*** Pasaje citado

Mágicas Ruinas
crónicas del siglo pasado

LA LITERATURA
Por LUIS GREGORICH
Los escritores argentinos de la generación madura no han dado motivos, en este año, para el asombro o la indignación de sus lectores. Cortázar, Sábato, Mujica Láinez se han limitado a testimoniar su decadencia, en algún caso con cierto regodeo y en otro con inevitable resignación. La aparición de las obras completas de Jorge Luis Borges en un solo tomo no es sino una nueva variante de una especie de ediciones prematuramente póstumas que se vienen haciendo de este escritor desde hace unos años. A esta altura no es necesario alardear de nacionalismo cultural: por consiguiente, podemos considerar a Yo el Supremo, de Augusto Roa Bastos, como uno los puntos más altos del año literario argentino.

TRAZAR el panorama de la actividad literaria durante el último año: no se trata de una tarea propicia para las conclusiones estadísticas. La experiencia de un crítico —un lector más o menos especializado— no es la de un sociólogo y, por desgracia, carecemos todavía en el país del aparato capaz de producir, en forma precisa y útil, la tabulación completa de las obras publicadas y su correspondiente recuento de géneros, nacionalidades, disciplinas, precios, extensiones y datos concernientes a los autores.
Por otra parte, el recurso cuantitativo parece aquí improcedente, no sólo por pereza, sino también por respeto hacia el lector. La literatura —sus formas institucionales, sus obras y autores, sus lecturas— no se organiza simplemente como una secuencia que avanza a lo largo del tiempo, ni tampoco progresa por acumulación; más bien, da la impresión de expandirse y contraerse de acuerdo con ciertas normas inherentes a su propio sistema, a su propia serie, que de cuando en cuando reciben el impacto de otras series que la incluyen o sobrepasan: la política, la economía o —más específicamente— la producción y reproducción de ideología que se da desde el más humilde chiste popular hasta la más sofisticada serie de televisión.
Visto así el año literario no podría constituir una brillante vidriera a la que tuviésemos acceso inmediato. Resultaría necesario, para acercarnos a su significación recóndita, que echáramos un vistazo a los elementos que soportan la estructura material y social en que vienen a instalarse las obras concretas. Más adelante, y sólo como una etapa más de nuestro itinerario, podríamos ofrecer un brevísimo inventario de autores y libros, más a manera de autorretrato que como inútil estimación objetiva. Finalmente, en el consumo de la literatura y sus anexos —es decir, en su acto de fundación— habríamos de intentar la clasificación de un nuevo repertorio que el año que está terminando nos deja, a modo de temible promesa, para el próximo.

******
*** Datos extraídos

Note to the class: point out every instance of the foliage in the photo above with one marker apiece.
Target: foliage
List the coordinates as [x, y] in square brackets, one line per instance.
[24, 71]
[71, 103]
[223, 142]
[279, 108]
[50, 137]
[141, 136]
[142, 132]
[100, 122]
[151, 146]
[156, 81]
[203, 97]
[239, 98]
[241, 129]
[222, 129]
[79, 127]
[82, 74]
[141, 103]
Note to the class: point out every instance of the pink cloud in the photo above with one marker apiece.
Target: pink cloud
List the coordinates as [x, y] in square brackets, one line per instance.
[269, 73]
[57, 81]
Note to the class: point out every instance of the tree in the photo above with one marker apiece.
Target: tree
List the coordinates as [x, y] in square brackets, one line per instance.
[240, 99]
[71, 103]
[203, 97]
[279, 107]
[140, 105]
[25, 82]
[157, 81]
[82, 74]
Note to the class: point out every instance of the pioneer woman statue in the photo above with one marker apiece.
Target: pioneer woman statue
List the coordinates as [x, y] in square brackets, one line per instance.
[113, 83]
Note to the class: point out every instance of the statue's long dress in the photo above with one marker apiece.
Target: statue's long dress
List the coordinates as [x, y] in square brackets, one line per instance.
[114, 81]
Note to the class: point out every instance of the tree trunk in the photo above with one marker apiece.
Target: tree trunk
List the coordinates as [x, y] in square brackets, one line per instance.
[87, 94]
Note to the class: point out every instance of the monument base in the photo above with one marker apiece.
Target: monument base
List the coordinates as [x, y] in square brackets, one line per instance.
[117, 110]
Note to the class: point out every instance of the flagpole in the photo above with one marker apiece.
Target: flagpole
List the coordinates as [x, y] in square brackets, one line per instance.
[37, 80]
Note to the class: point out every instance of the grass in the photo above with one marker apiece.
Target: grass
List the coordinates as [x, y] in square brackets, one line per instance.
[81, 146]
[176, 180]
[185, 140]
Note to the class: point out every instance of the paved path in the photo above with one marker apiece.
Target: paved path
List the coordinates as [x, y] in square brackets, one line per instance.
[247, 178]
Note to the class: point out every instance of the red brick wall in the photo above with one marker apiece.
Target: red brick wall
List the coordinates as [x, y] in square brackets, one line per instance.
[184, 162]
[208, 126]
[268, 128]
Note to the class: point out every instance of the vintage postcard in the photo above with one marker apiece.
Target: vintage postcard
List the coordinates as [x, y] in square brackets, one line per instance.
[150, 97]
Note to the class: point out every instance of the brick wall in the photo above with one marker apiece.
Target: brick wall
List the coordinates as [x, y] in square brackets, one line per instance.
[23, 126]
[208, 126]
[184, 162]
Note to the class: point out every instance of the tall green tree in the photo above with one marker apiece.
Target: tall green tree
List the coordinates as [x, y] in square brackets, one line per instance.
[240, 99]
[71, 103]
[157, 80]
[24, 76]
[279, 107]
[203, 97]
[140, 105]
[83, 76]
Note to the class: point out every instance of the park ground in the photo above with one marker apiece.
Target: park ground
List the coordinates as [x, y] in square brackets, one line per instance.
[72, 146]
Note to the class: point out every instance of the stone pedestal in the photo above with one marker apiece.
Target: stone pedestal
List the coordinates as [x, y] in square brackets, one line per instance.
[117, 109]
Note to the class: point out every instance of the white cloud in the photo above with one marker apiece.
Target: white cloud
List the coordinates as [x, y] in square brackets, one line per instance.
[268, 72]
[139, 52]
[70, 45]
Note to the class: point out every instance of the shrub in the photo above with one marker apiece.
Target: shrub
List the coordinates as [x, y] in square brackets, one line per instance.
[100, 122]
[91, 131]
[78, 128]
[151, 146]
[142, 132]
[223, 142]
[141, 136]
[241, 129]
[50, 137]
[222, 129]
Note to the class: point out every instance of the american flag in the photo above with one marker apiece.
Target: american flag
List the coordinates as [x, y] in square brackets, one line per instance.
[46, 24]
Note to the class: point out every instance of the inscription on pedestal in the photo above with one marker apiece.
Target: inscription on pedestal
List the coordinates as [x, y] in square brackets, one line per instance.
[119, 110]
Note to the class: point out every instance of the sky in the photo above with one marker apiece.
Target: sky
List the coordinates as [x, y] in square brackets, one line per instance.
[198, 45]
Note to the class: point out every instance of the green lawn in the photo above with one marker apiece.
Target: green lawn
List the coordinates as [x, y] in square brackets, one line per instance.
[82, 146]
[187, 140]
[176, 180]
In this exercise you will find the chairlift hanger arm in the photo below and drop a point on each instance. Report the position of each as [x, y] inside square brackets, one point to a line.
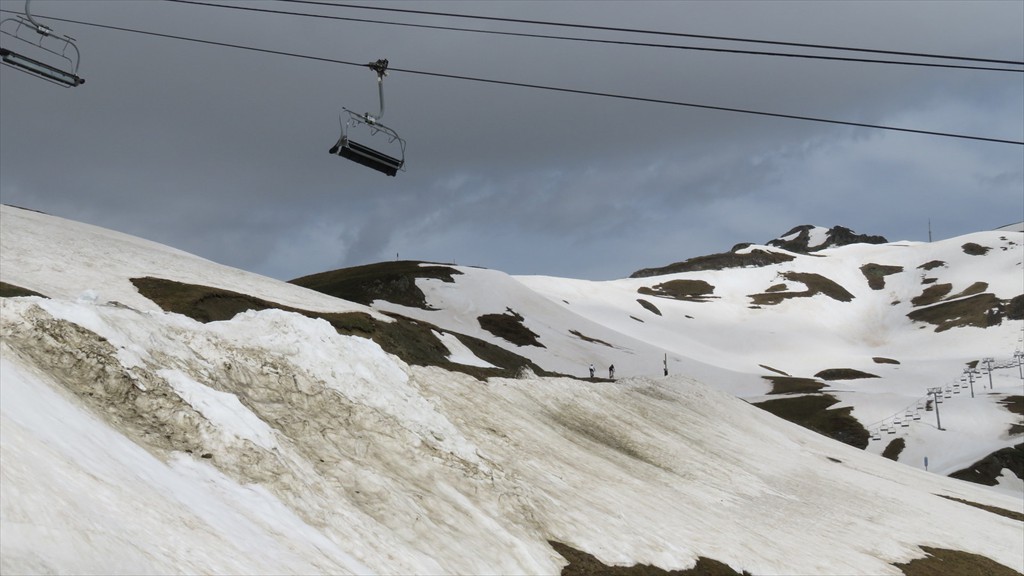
[39, 49]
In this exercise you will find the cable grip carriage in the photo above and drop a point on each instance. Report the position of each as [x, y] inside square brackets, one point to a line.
[365, 155]
[35, 48]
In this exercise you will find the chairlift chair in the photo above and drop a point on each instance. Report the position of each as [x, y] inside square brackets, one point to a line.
[36, 49]
[365, 155]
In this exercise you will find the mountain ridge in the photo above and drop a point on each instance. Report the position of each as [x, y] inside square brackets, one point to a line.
[267, 440]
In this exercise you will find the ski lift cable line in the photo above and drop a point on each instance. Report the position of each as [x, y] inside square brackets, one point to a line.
[555, 88]
[601, 41]
[657, 33]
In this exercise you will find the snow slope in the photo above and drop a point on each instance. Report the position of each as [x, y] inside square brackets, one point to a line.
[138, 441]
[731, 344]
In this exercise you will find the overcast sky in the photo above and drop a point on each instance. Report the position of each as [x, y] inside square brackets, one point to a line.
[223, 152]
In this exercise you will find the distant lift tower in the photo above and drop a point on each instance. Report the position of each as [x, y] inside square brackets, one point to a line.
[35, 48]
[361, 154]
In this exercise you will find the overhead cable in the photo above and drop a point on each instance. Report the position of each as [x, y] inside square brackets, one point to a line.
[653, 32]
[550, 88]
[600, 41]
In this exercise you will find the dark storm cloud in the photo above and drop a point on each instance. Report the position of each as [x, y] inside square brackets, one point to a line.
[223, 153]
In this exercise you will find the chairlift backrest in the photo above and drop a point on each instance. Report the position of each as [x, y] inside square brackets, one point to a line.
[34, 48]
[363, 154]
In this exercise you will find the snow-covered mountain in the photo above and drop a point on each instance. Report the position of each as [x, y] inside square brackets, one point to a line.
[164, 413]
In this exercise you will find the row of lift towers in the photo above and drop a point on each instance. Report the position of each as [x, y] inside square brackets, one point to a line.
[37, 49]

******

> _Completa lo siguiente_
• a. Extrae de la crónica literaria todo lo que va desde "Por otra parte, el" hasta "serie de televisión.", sin alterar nada.
• b. Por favor, resume en pocas líneas el párrafo de la crónica literaria que empieza con "Por otra parte, el recurso cuantitativo", conservando sus ideas principales.
• c. Escribe lo que sigue en la crónica literaria sobre el año literario argentino, a partir de su última oración.
Los registros proceden de otra fuente distinta de la crónica literaria.

> _Resultados en orden_
• a.
Por otra parte, el recurso cuantitativo parece aquí improcedente, no sólo por pereza, sino también por respeto hacia el lector. La literatura —sus formas institucionales, sus obras y autores, sus lecturas— no se organiza simplemente como una secuencia que avanza a lo largo del tiempo, ni tampoco progresa por acumulación; más bien, da la impresión de expandirse y contraerse de acuerdo con ciertas normas inherentes a su propio sistema, a su propia serie, que de cuando en cuando reciben el impacto de otras series que la incluyen o sobrepasan: la política, la economía o —más específicamente— la producción y reproducción de ideología que se da desde el más humilde chiste popular hasta la más sofisticada serie de televisión.

• b. El recurso cuantitativo parece improcedente, por pereza y por respeto al lector. La literatura no se organiza como una secuencia que avanza en el tiempo ni progresa por acumulación. Más bien se expande y se contrae según normas propias de su sistema. Esas normas reciben a veces el impacto de otras series, como la política, la economía o la producción y reproducción de ideología, que va desde el chiste popular hasta la serie de televisión más sofisticada.

• c.
Concursos, revistas y academias
Como institución social relativamente permanente, la literatura posee sus entes reguladores, organismos que premian y castigan, tribunales que determinan qué es literario y qué no lo es. Los productores y consumidores de literatura están encadenados a estos mecanismos y, en realidad, no hacen mucho para zafarse de ellos. Sociedades de escritores, academias de letras, concursos literarios, periodismo especializado constituyen una ronda incansable de la que la literatura no puede separarse y a la que siente, sin embargo, profundamente distante.
En nuestro país todos estos aspectos institucionales y públicos tienen una incontrastable vitalidad, que 1974 no ha desmentido. Si la Argentina debiera definirse por la cantidad de conferencias literarias, sesiones académicas, mesas redondas y entrevistas a escritores en los medios de comunicación masivos, sería mucho más que un "país en vías de desarrollo". El nivel de nuestra industria editorial, por lo demás, aun aceptando que la ofensiva de españoles y mexicanos es arrolladora, aun dando por descontada la crisis mundial del papel, continúa siendo de primer orden y puede competir con las colegas de cualquier parte del mundo.
¿Hay fisuras en esta sólida armazón? Nos gustaría poder señalarlas, pero lamentablemente la realidad no nos ofrece muchos argumentos para el pesimismo. La Sociedad Argentina de Escritores, por ejemplo, ha rechazado todas las tentaciones que procuraron desviarla de su función específica: no quiso ser mutual o sindicato de escritores, no aceptó militar políticamente, no se avino a opinar sobre temas importantes; prefirió no hacer nada y no tener ninguna función, lo cual es, en verdad, el paradójico contenido de toda institución pública ortodoxa y lo que la hace digna de este nombre.
De la Academia Argentina de Letras ni conviene hablar, pues no hay nada en su funcionamiento que no sea intachable ni que merezca el mínimo reproche; su papel de Consejo de Ancianos es desempeñado con normalidad. El Pen Club, la Liga de Escritoras Católicas y otras entidades de tenue existencia alcanzan, sin embargo, para conformar una retaguardia combativa.
Los premios nacionales, municipales y regionales contribuyen, a su manera, a mantener a la literatura dentro de los límites institucionales requeridos. La regularidad y estabilidad de este ámbito (los premiados de hoy son los jurados de mañana, que premian a los jurados de ayer, ahora participantes; jurados de derecha premian a participantes de derecha; jurados profesores premian a participantes que son sus discípulos; no se puede premiar a comunistas ni a individuos huraños) se ha visto interrumpida —muy aisladamente, es cierto— por la arbitraria introducción del juicio de valor (un autor debe ser premiado por los méritos de su obra y nada más); pero ya esta situación se pudo superar, y en 1974 no dejó huella alguna.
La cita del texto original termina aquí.